Requirement
A verbatim repeat of the records beneath this line is needed.

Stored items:
%%

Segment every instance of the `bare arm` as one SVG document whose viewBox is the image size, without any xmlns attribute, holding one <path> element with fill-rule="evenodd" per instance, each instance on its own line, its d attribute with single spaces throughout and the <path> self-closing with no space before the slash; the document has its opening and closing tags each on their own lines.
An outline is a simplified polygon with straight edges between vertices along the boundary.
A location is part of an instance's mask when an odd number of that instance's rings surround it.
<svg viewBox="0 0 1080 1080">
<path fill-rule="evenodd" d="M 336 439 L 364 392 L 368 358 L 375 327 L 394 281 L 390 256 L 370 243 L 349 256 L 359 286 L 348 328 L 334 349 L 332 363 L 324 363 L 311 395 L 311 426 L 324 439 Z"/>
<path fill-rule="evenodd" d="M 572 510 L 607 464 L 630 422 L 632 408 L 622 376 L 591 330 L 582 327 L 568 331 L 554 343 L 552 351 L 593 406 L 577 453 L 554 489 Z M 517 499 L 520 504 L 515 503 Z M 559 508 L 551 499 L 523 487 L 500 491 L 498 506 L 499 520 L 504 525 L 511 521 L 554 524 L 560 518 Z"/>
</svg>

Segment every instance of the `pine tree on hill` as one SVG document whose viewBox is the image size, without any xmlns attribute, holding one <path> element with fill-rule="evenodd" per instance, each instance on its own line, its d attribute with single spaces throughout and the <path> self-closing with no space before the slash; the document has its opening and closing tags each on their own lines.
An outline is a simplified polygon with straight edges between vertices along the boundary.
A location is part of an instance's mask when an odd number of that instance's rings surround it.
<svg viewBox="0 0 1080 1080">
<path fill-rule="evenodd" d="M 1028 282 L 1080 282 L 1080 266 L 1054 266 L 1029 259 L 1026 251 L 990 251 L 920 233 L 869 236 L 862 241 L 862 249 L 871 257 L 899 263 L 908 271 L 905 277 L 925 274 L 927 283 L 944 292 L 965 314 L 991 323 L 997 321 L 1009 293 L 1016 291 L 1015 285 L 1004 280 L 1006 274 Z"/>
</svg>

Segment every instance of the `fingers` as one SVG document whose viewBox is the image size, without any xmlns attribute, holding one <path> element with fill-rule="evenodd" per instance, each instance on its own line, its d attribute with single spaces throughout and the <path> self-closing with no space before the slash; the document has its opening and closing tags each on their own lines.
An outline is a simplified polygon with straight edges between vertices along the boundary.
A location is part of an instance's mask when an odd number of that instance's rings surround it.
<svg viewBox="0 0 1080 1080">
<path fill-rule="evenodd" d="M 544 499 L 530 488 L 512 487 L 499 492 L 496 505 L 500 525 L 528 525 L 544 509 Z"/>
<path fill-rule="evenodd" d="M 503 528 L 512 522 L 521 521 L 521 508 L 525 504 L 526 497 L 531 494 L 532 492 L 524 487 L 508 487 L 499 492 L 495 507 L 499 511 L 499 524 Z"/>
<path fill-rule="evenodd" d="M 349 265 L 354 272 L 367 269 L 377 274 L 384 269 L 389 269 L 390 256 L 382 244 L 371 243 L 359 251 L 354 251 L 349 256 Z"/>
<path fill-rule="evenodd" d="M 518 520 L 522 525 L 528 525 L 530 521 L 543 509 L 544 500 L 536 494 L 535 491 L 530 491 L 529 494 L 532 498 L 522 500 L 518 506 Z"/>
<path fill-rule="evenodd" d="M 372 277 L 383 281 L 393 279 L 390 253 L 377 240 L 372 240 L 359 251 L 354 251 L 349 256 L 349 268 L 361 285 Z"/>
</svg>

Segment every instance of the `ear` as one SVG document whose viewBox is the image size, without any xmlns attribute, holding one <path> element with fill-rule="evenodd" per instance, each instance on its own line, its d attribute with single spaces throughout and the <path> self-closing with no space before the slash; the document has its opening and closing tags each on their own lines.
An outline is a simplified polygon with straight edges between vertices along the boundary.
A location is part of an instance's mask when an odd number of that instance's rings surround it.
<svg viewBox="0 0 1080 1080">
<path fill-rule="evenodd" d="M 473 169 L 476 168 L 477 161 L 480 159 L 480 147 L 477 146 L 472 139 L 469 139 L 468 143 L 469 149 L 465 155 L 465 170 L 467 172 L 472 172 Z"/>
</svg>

%%

Response area
Segment every instance of the `bare arm` as one SVG document whose viewBox is the image size, without any xmlns attribute, holding one <path> element with fill-rule="evenodd" per instance, each instance on its own line, its d attribute with single spaces throughout and the <path> self-closing with no space before the slash; the document has its opening and closing tags each on their own lines.
An outline is a simplified polygon with straight edges between vertices along the boundary.
A location is part of an instance's mask when an odd number of that instance's rings surround it.
<svg viewBox="0 0 1080 1080">
<path fill-rule="evenodd" d="M 336 439 L 364 392 L 368 358 L 375 327 L 394 281 L 390 256 L 370 243 L 349 256 L 359 286 L 348 328 L 334 349 L 332 363 L 324 363 L 311 395 L 311 426 L 324 439 Z"/>
<path fill-rule="evenodd" d="M 572 510 L 607 464 L 630 422 L 632 408 L 622 376 L 591 330 L 582 327 L 568 331 L 554 343 L 552 351 L 593 406 L 577 453 L 554 489 Z M 517 499 L 520 504 L 515 503 Z M 559 508 L 551 499 L 523 487 L 500 491 L 498 506 L 499 520 L 504 525 L 511 521 L 554 524 L 560 518 Z"/>
</svg>

Segment every instance of the `pine tree on hill` as one SVG document whose viewBox is the image size, without any xmlns attribute, holding one <path> element with fill-rule="evenodd" per instance, each instance on its own line, its d attribute with single spaces throughout and the <path> self-closing with no space before the slash; the document has its opening and closing tags each on their own lines.
An outline is a simplified polygon with straight edges between vertices along the boundary.
A location is part of an instance's mask when an odd number of that instance's rings surround it.
<svg viewBox="0 0 1080 1080">
<path fill-rule="evenodd" d="M 1028 282 L 1080 282 L 1080 266 L 1054 266 L 1029 259 L 1026 251 L 990 251 L 920 233 L 869 236 L 862 241 L 862 249 L 871 257 L 899 263 L 908 271 L 905 277 L 925 274 L 927 283 L 944 292 L 965 314 L 991 323 L 997 321 L 1009 293 L 1016 291 L 1015 285 L 1004 280 L 1006 274 Z"/>
</svg>

Segment every instance of the `fingers` as one SVG document whose viewBox is the image size, without any xmlns attribute, holding one <path> element with fill-rule="evenodd" per instance, each instance on its own line, its d attribute with single spaces throughout and the <path> self-closing with no space before the slash; the document has its opening and closing tags each on their own lines.
An outline is a simplified polygon with straight edges between vertices along the boundary.
A location is part of an instance's mask when an odd number of that instance's rings surround it.
<svg viewBox="0 0 1080 1080">
<path fill-rule="evenodd" d="M 544 499 L 530 488 L 512 487 L 499 492 L 496 505 L 500 525 L 528 525 L 544 509 Z"/>
<path fill-rule="evenodd" d="M 503 528 L 512 522 L 521 521 L 521 508 L 525 504 L 526 497 L 531 494 L 532 492 L 524 487 L 508 487 L 499 492 L 495 507 L 499 511 L 499 524 Z"/>
<path fill-rule="evenodd" d="M 349 265 L 354 272 L 367 269 L 377 274 L 384 269 L 389 269 L 390 256 L 382 244 L 371 243 L 359 251 L 354 251 L 349 256 Z"/>
<path fill-rule="evenodd" d="M 518 520 L 522 525 L 528 525 L 530 521 L 543 509 L 544 500 L 536 494 L 535 491 L 530 491 L 529 494 L 532 498 L 522 500 L 518 506 Z"/>
<path fill-rule="evenodd" d="M 372 277 L 383 281 L 393 279 L 390 253 L 377 240 L 372 240 L 359 251 L 354 251 L 349 256 L 349 268 L 361 285 Z"/>
</svg>

Segment every instance of the `ear` as one SVG document whose viewBox is the image size, without any xmlns attribute, holding one <path> element with fill-rule="evenodd" per instance, each instance on its own line, its d attribute with single spaces throughout and the <path> self-closing with no space before the slash; the document has its opening and closing tags each on their own lines.
An outline is a simplified polygon with straight edges between vertices along the boundary.
A location is part of an instance's mask when an odd number of that instance's rings surround it.
<svg viewBox="0 0 1080 1080">
<path fill-rule="evenodd" d="M 473 169 L 476 168 L 477 161 L 480 159 L 480 147 L 477 146 L 472 139 L 469 139 L 468 143 L 469 149 L 465 155 L 465 170 L 467 172 L 472 172 Z"/>
</svg>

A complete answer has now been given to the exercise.